# How often should I wash duvet cover?



## sora

Hi,
How often do you wash your duvet cover and shams? I wash my sheets about twice a month but should I wash the duvet cover this often too? I have beautiful but expensive organic duvet covers I don't want to ruin by washing too often. Do you vacuum your duvet cover?


----------



## blairhoney

Well I don't sleep with flat sheets, so I wash mine about half as often as I wash my sheets. I should probably wash it as often as I wash my sheets, but I hate wrangling it back on the comforter.

If I did use flat sheets, I'd probably do it every couple months. Depends how gross you think it's getting (and what you think gross is).


----------



## Ola_

I wash the sheets (including all the pillow cases) every two weeks, and the duvet cover about every 2-3 sheet changes. I use flat sheets so they are between us and the duvet cover, so I figure they don't get that dirty.

It sure is fun getting that cover back on, isn't it? I usually grab the duvet and climb right into the cover to get it in there and get it straight. DH looks at me funny when I do that.

• _What to do_:
Output, verbatim, the part of the duvet cover thread that begins with the words containing "## blairhoney" and ends with "on the comforter.".

• _Extracted entries_:
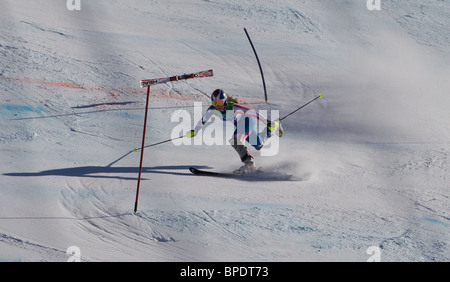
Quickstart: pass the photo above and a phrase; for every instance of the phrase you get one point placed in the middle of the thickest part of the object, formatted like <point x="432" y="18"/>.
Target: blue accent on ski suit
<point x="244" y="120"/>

==

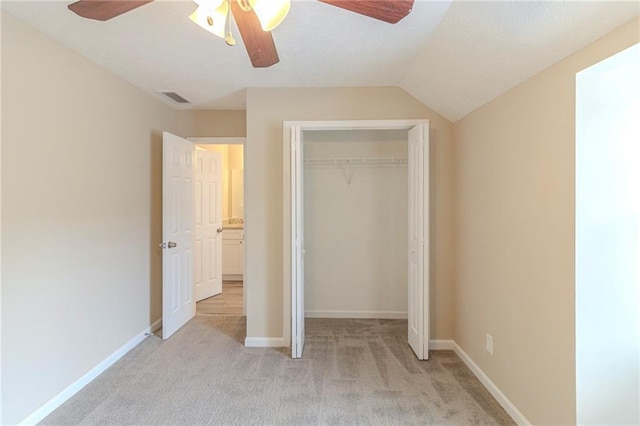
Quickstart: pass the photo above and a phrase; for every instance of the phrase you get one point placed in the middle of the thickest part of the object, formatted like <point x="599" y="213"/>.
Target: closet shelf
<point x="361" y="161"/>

• _Result for this task_:
## blairhoney

Well I don't sleep with flat sheets, so I wash mine about half as often as I wash my sheets. I should probably wash it as often as I wash my sheets, but I hate wrangling it back on the comforter.